Work task:
Everything in the records must be copied exactly except the pictures.

+--

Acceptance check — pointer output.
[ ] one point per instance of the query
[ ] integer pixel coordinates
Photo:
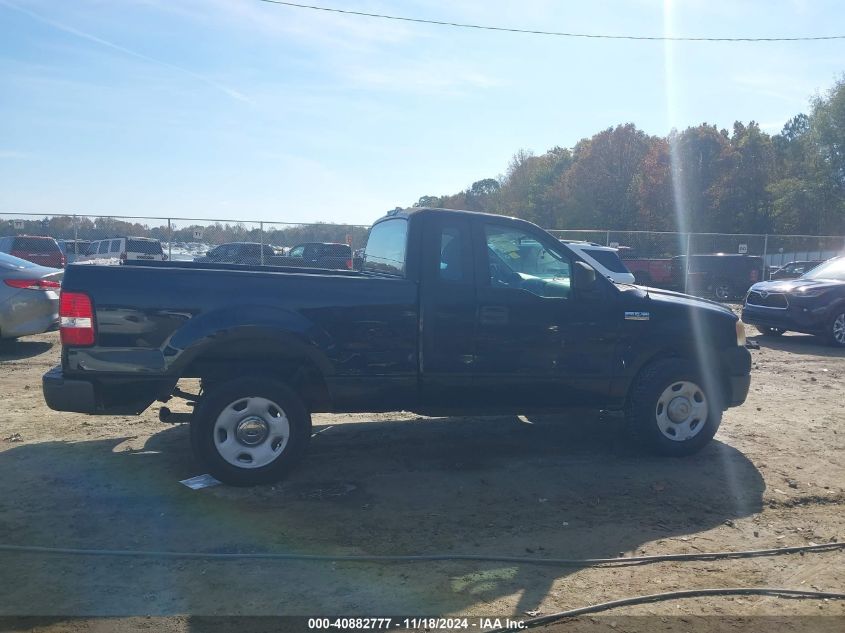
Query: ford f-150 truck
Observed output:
(453, 313)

+--

Solution to the exercise:
Acceptance check — pointer output.
[ ] one point per instance of the query
[ ] integer pixel coordinates
Photo:
Query: ford f-150 truck
Observed output:
(453, 313)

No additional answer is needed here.